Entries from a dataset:
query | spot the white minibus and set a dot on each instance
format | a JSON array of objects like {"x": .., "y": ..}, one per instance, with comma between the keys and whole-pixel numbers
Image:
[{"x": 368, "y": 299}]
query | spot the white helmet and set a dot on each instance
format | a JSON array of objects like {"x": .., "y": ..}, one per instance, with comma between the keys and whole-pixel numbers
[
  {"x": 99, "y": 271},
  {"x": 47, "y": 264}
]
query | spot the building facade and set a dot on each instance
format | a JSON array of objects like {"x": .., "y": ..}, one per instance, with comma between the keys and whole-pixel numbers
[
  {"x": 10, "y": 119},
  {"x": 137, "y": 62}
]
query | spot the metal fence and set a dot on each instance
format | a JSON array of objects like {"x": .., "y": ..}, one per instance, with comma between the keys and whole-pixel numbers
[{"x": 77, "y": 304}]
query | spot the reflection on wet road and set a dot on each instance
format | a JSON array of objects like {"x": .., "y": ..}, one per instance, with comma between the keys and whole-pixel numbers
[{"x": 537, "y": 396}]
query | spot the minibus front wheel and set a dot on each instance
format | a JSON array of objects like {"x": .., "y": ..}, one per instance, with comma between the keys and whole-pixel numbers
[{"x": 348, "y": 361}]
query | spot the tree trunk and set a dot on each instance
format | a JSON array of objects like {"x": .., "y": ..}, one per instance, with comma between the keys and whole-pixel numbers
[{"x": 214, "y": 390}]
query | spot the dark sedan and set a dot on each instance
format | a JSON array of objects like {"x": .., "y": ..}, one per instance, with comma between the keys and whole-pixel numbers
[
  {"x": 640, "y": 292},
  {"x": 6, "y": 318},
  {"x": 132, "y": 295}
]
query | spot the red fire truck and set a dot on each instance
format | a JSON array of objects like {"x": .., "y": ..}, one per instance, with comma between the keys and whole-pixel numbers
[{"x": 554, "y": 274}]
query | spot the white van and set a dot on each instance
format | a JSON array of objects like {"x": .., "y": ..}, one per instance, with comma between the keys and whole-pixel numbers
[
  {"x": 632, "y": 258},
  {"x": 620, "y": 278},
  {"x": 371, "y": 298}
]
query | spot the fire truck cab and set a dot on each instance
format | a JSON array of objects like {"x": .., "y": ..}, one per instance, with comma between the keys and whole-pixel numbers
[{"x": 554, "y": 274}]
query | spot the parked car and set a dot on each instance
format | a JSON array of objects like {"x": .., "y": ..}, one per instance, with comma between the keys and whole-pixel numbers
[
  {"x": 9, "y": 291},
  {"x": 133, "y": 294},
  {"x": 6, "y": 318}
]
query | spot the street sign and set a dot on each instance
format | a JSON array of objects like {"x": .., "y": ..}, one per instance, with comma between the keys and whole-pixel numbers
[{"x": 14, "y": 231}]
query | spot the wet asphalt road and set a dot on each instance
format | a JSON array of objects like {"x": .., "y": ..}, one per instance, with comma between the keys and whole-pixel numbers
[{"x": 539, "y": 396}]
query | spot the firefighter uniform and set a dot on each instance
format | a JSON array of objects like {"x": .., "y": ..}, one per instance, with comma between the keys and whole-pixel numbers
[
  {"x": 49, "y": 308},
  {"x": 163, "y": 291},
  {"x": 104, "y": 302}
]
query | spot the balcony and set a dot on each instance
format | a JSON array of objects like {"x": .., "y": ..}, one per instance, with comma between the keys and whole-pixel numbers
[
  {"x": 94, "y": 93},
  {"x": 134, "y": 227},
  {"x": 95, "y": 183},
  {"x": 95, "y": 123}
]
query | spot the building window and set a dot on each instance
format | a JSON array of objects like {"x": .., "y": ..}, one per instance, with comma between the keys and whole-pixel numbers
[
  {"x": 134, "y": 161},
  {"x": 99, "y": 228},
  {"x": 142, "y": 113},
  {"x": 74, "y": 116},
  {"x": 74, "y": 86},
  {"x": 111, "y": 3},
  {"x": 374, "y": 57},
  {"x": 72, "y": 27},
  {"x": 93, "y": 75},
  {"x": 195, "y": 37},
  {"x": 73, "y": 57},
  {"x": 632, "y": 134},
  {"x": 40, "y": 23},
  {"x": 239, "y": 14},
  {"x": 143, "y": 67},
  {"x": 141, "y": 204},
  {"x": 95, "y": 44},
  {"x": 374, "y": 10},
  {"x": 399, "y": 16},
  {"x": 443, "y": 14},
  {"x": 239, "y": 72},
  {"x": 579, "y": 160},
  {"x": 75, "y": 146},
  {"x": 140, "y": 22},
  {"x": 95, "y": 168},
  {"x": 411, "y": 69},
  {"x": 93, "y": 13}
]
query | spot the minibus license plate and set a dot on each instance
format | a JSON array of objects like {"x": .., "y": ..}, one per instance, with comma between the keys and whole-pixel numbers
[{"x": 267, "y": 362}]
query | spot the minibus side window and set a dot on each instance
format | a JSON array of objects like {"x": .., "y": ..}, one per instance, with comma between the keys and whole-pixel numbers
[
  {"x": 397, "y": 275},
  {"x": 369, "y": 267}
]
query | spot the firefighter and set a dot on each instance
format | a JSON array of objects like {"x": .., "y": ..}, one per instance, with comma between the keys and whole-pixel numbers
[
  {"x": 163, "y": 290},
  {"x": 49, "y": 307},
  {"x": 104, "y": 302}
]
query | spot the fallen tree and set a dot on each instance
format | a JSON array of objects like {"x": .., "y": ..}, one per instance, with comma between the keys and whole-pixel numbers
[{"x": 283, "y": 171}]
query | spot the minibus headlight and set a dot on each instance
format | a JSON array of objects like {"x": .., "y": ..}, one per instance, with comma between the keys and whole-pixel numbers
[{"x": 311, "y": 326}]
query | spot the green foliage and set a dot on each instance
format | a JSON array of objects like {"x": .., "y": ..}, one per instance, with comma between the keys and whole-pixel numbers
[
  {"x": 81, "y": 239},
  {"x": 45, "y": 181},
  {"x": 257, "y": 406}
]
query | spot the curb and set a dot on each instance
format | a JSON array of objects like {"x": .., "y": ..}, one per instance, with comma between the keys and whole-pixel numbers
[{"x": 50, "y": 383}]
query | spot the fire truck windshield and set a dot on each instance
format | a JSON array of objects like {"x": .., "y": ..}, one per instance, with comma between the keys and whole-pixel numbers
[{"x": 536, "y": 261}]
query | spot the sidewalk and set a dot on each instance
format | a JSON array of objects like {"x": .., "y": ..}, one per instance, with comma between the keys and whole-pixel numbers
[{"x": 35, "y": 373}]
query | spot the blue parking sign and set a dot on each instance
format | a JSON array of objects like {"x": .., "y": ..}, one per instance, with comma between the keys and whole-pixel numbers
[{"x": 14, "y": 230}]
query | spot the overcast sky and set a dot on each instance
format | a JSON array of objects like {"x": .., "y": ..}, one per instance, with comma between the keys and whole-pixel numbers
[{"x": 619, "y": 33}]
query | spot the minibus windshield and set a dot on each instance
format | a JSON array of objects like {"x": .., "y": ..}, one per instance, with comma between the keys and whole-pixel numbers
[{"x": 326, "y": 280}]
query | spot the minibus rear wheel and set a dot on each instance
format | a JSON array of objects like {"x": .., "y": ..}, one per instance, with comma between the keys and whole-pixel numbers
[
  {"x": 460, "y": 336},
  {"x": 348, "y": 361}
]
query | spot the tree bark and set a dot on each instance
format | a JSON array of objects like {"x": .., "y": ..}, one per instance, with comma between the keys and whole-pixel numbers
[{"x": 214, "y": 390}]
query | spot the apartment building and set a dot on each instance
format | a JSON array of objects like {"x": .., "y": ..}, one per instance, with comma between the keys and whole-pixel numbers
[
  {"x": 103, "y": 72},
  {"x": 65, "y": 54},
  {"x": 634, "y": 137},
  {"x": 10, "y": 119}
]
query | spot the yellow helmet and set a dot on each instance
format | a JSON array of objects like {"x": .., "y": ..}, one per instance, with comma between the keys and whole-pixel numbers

THE REQUEST: From the records above, extract every line exactly as it stands.

OUTPUT OF THE TASK:
query | spot the white minibus and set a dot on each instance
format | a JSON array of objects like {"x": .., "y": ..}, one per instance, with comma between the keys and whole-pixel numbers
Image:
[{"x": 368, "y": 299}]
query | spot the white helmet and set a dot on each instance
format | a JSON array of objects like {"x": .., "y": ..}, one per instance, with comma between the keys and whole-pixel numbers
[
  {"x": 99, "y": 271},
  {"x": 47, "y": 264}
]
query | spot the building facade and set a dot on each instance
format | a JSON array of objects like {"x": .., "y": ..}, one per instance, with comma between the keys and whole-pixel numbers
[
  {"x": 10, "y": 119},
  {"x": 137, "y": 62}
]
query | spot the metal fence and set a dot on each instance
format | a JSON array of objects like {"x": .., "y": ..}, one per instance, with comma between the keys and whole-pixel numbers
[{"x": 77, "y": 304}]
query | spot the reflection on wet road and set a dot on each instance
format | a JSON array of objects like {"x": .., "y": ..}, one per instance, with comma between the keys and whole-pixel numbers
[{"x": 537, "y": 396}]
query | spot the minibus front wheel and set a dot on each instance
format | a JSON array of objects like {"x": .., "y": ..}, one per instance, with comma between the keys and whole-pixel numbers
[{"x": 348, "y": 361}]
query | spot the tree trunk and set a dot on each instance
format | a JSON array of objects like {"x": .., "y": ..}, one per instance, with comma between the keys and whole-pixel numbers
[{"x": 214, "y": 390}]
query | spot the dark sedan and set a dot on each instance
format | a JSON array of objects like {"x": .., "y": ..}, one per instance, with comma between the keys and whole-pixel numbers
[
  {"x": 640, "y": 292},
  {"x": 6, "y": 318},
  {"x": 132, "y": 295}
]
query | spot the red fire truck and set a dot on each instance
format | a JSON array of objects like {"x": .., "y": ..}, one per instance, with comma between the keys and whole-pixel numbers
[{"x": 554, "y": 274}]
query | spot the white van and set a dot on each instance
format | a JSON array of objects like {"x": .., "y": ..}, one per instance, with comma between the keys and whole-pixel numbers
[
  {"x": 632, "y": 258},
  {"x": 620, "y": 278},
  {"x": 371, "y": 298}
]
query | spot the fire truck cab and set a dot on each instance
format | a JSON array of objects like {"x": .., "y": ..}, one per instance, with comma between the keys and whole-pixel numbers
[{"x": 554, "y": 274}]
query | spot the parked car and set a dot on each instance
format | a JSON array of objects like {"x": .., "y": ..}, one per instance, with comma between the keys and whole-pixel numbers
[
  {"x": 9, "y": 291},
  {"x": 133, "y": 294},
  {"x": 6, "y": 318}
]
query | spot the street sign and set a dot on each instance
format | a JSON array of objects like {"x": .., "y": ..}, one per instance, with comma between the keys and whole-pixel numbers
[{"x": 14, "y": 231}]
query | spot the wet asphalt road and set a dot on each instance
format | a JSON array of objects like {"x": .., "y": ..}, one per instance, with comma between the keys and whole-pixel numbers
[{"x": 539, "y": 396}]
query | spot the firefighter uniform and set a dot on each instance
format | a JSON array of objects like {"x": .., "y": ..}, one per instance, with comma between the keys and whole-pixel numbers
[
  {"x": 49, "y": 308},
  {"x": 163, "y": 291},
  {"x": 104, "y": 302}
]
query | spot the balcony and set a dot on each instance
format | a JSON array of objects like {"x": .., "y": ..}, one per instance, with comma between the keys and whole-pixel numbers
[
  {"x": 94, "y": 93},
  {"x": 134, "y": 227},
  {"x": 95, "y": 183},
  {"x": 95, "y": 123}
]
query | spot the building window and set a dot on each instance
format | a JSON array of objects like {"x": .., "y": ..}, one per instance, with comma between the keys and whole-pixel numbers
[
  {"x": 134, "y": 161},
  {"x": 99, "y": 228},
  {"x": 142, "y": 113},
  {"x": 74, "y": 116},
  {"x": 74, "y": 86},
  {"x": 111, "y": 3},
  {"x": 374, "y": 57},
  {"x": 72, "y": 27},
  {"x": 93, "y": 75},
  {"x": 195, "y": 37},
  {"x": 73, "y": 57},
  {"x": 632, "y": 134},
  {"x": 40, "y": 23},
  {"x": 239, "y": 14},
  {"x": 143, "y": 67},
  {"x": 141, "y": 204},
  {"x": 95, "y": 44},
  {"x": 374, "y": 10},
  {"x": 399, "y": 16},
  {"x": 443, "y": 14},
  {"x": 239, "y": 72},
  {"x": 579, "y": 160},
  {"x": 75, "y": 146},
  {"x": 140, "y": 22},
  {"x": 95, "y": 168},
  {"x": 411, "y": 69},
  {"x": 93, "y": 13}
]
query | spot the minibus license plate and set a dot on each instance
format | a JSON array of objects like {"x": .., "y": ..}, one per instance, with comma between the keys and whole-pixel numbers
[{"x": 267, "y": 362}]
query | spot the minibus side window and set a dot on each instance
format | a JSON array of objects like {"x": .., "y": ..}, one per instance, with comma between the keys and whole-pixel numbers
[
  {"x": 397, "y": 275},
  {"x": 369, "y": 267}
]
query | spot the firefighter and set a dot on each instance
format | a JSON array of objects like {"x": .., "y": ..}, one per instance, with comma between the keys and whole-pixel numbers
[
  {"x": 163, "y": 290},
  {"x": 49, "y": 307},
  {"x": 104, "y": 302}
]
query | spot the fallen tree and set a dot on each instance
format | a JSON array of objects like {"x": .., "y": ..}, one per instance, with comma between the keys and whole-pixel numbers
[{"x": 283, "y": 171}]
query | spot the minibus headlight and set a dot on each instance
format | a JSON array of objects like {"x": .., "y": ..}, one per instance, with comma between the keys and whole-pixel numbers
[{"x": 311, "y": 326}]
query | spot the green foliage and set a dot on each instance
format | a JSON array of objects like {"x": .., "y": ..}, one per instance, with comma between the keys and whole-pixel numbers
[
  {"x": 81, "y": 239},
  {"x": 45, "y": 181},
  {"x": 257, "y": 406}
]
query | spot the curb and set a dot on each instance
format | a JSON array of objects like {"x": .., "y": ..}, one per instance, with comma between the keys and whole-pixel numbers
[{"x": 50, "y": 383}]
query | spot the fire truck windshield and set a dot on each instance
format | a JSON array of objects like {"x": .., "y": ..}, one per instance, with comma between the keys and whole-pixel numbers
[{"x": 536, "y": 261}]
query | spot the sidewalk and set a dot on each instance
format | a JSON array of objects like {"x": .., "y": ..}, one per instance, with comma between the keys and whole-pixel numbers
[{"x": 35, "y": 373}]
query | spot the blue parking sign and set a dot on each instance
format | a JSON array of objects like {"x": .., "y": ..}, one per instance, with comma between the keys and whole-pixel numbers
[{"x": 14, "y": 230}]
query | spot the overcast sky and set a dot on each instance
format | a JSON array of objects like {"x": .., "y": ..}, one per instance, with comma between the keys and whole-pixel numbers
[{"x": 619, "y": 33}]
query | spot the minibus windshield and set a dot on each instance
format | a JSON array of objects like {"x": .., "y": ..}, one per instance, with comma between the keys and whole-pixel numbers
[{"x": 326, "y": 280}]
query | spot the minibus rear wheel and set a dot on each instance
format | a JSON array of objects like {"x": .., "y": ..}, one per instance, with comma between the keys and whole-pixel numbers
[
  {"x": 460, "y": 336},
  {"x": 348, "y": 361}
]
query | spot the tree bark and set a dot on each instance
format | a JSON array of objects like {"x": .., "y": ..}, one per instance, with comma between the keys and whole-pixel numbers
[{"x": 214, "y": 390}]
query | spot the apartment building and set a dot on each instance
format | a JSON array of objects like {"x": .., "y": ..}, one per instance, with comma between the keys and whole-pixel numbers
[
  {"x": 103, "y": 72},
  {"x": 65, "y": 54},
  {"x": 634, "y": 137},
  {"x": 10, "y": 119}
]
query | spot the yellow helmet and set a dot on each instance
format | a JSON array of objects like {"x": .., "y": ..}, one per instance, with comma between the keys and whole-pixel numbers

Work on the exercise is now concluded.